**ПРЕДЛОЖЕННЫЙ ОТРЫВОК:**
Понятно, почему эта песня пришлась ему по душе, в которой набегавшее скептическое веяние не могло загасить пламенной любви, красоты и правды. В этой венгерке сквозь комически-плясовую форму прорывался тоскливый разгул погибшего счастья. Особенно оттенял он куплет:
Под горой-то ольха,
На горе-то вишня;
Любил барин цыганочку, —
Она замуж вышла.
Однажды вечером, сидя у меня один за чайным столом, он пустился в эстетические тонкости вообще и в похвалы цыган в особенности.
— Да, — сказал я, — цыганской песни никто не споет, как они.
— А почему? — подхватил Григорьев, — они прирожденные, кровные, а не вымуштрованные музыканты. Да и положение их примадонн часто споспешествует делу. Любовь для певца та же музыка. Эх, брат! — вскрикнул он вдруг, вытирая лоб пестрым платком, — надо показать тебе чудо. Ты знаешь, я часто таскаюсь в Грузины в хор Ивана Васильева. Он мой приятель и отличный человек. Там у них есть цыганочка Стеша. Ты ее не знаешь? Не заметил?
— Где же мне ее было заметить? Я почти нигде не бываю.
— Ну, так надо тебе ее увидать. Во-первых, она — прелесть. Какие глаза и ресницы и, я знаю твою страсть к волосам, какие волосы? Но этого мало. Надо, чтобы ты ее услыхал с глазу на глаз. Бедняжка влюблена в одного гусара. Я его видел. Действительно красавец, каналья. А ты знаешь, как хор ревниво бережет своих примадонн. Тут брат, идиллиями не возьмешь. Выкупи! — а на это мало охотников. Уж не знаю, как они там путаются. Но, видно, дело не выгорает, а девочка-то врезалась. После обеда хор-то разойдется отдыхать, а она возьмет гитару да сядет под окошечко, — словно кого поджидает. Запоет, и слезы градом. Тут нередко Иван Васильев подойдет и вполголоса ей вторит. Жалко, что ли, ему ее станет, или уж очень забористо она поет, только, поглядишь, он тут как тут. Вот как бы тебя подвести под эту штуку, ты бы узнал, как поют. Поэзия — да и только! Да вот, чем: откладывать, я завтра к тебе приду в двенадцать часов, а в час мы поедем. Ведь ваша братия, кавалеристы, плохие ходоки.

**ТРЕБОВАНИЯ:**
(A) Перепишите из отрывка о цыганской песне всё от «Понятно, почему эта» до «споет, как они.», поменяв «вишня» на «рябина».
(B) Пожалуйста, продолжите отрывок о цыганской песне, начав сразу после его последнего предложения.

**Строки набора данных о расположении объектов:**

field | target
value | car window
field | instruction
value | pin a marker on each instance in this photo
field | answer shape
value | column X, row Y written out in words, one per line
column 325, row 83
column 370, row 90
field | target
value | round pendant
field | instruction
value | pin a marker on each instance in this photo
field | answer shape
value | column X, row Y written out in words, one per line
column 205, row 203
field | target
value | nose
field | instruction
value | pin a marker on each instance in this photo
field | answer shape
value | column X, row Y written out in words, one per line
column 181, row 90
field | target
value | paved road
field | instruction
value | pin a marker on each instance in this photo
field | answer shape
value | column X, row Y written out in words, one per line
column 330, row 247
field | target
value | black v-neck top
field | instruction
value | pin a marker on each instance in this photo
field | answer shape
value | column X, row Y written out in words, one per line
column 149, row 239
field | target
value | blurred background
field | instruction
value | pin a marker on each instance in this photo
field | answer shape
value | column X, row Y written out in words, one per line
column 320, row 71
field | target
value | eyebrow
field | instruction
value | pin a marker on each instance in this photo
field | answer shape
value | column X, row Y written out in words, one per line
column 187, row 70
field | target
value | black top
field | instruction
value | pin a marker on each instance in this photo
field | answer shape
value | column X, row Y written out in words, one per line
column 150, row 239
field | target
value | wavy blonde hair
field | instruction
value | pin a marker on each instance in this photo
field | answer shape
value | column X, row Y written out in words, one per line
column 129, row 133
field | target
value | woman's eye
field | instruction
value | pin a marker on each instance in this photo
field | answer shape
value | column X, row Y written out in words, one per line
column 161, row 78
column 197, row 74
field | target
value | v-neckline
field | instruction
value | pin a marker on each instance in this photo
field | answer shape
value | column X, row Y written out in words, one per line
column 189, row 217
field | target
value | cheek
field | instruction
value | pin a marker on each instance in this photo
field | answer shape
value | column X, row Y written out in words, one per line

**ОТВЕТЫ НА ЗАДАНИЯ:**
(A)
Понятно, почему эта песня пришлась ему по душе, в которой набегавшее скептическое веяние не могло загасить пламенной любви, красоты и правды. В этой венгерке сквозь комически-плясовую форму прорывался тоскливый разгул погибшего счастья. Особенно оттенял он куплет:
Под горой-то ольха,
На горе-то рябина;
Любил барин цыганочку, —
Она замуж вышла.
Однажды вечером, сидя у меня один за чайным столом, он пустился в эстетические тонкости вообще и в похвалы цыган в особенности.
— Да, — сказал я, — цыганской песни никто не споет, как они.

(B)
— Да как же, любезный друг, я-то вотрусь? Ведь она при мне ж петь не станет.
— Ну, это я как-нибудь оборудую. Едем, что ль?
— Хорошо, приходи.
На другой день хотел было я велеть запрячь свою скромную пролетку, но подумал: Григорьев без гитары не придет. Убеждать его — дело напрасное. А куда я в мундире поеду через всю Москву с каким-то не то кучером, не то торбанистом, что подумает плац-адъютант? Я велел нанять извозчичью карету. В двенадцать часов вошел Григорьев с гитарой, в поддевке, в плисовых шароварах в сапоги, словом, по всей форме.
— Что ж это мы в карете? — спросил он.
Я сослался на зубную боль, которою, в добрый час молвить, во всю жизнь не страдал. Однако он догадался, и начались препирания.
Тем не менее мы доехали до Грузин и бросили карету невдалеке от цыган. Григорьев быстро зашагал звонить, а я подоспел вовремя, когда дверь отворили.
В передней уже слышалось бряцание гитары и два голоса.
— Это она, — шепнул Григорьев, и вошел в залу. Я за ним.
— Здравствуйте, Стеша! — сказал он, протягивая руку сидящей у окна девушке с гитарой. — Здравствуй, Иван Васильевич! Продолжайте, я вам не помеха.
Но девушка, ответив на его рукожатие, бросила недоверчивый взгляд в мою сторону и, положа гитару на стол, быстро пошла к двери, ведущей во внутренние покои. Григорьев так же быстро заступил ей дорогу и схватил ее за рукав.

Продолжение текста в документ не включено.